[Location identification items]
......

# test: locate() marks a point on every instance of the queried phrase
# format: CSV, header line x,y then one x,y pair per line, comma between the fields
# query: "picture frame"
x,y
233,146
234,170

......

◆ WHAT NEEDS TO BE DONE ◆
Reproduce every line of the rows above, requests included, multiplying each coordinate in the answers by 2.6 and rounding the result to a whole number, with halves rounded up.

◆ SOLUTION TO THE PROBLEM ◆
# test: locate() marks a point on every instance of the queried phrase
# format: CSV, header line x,y then one x,y pair per line, comma between the fields
# query: "picture frame"
x,y
606,380
608,442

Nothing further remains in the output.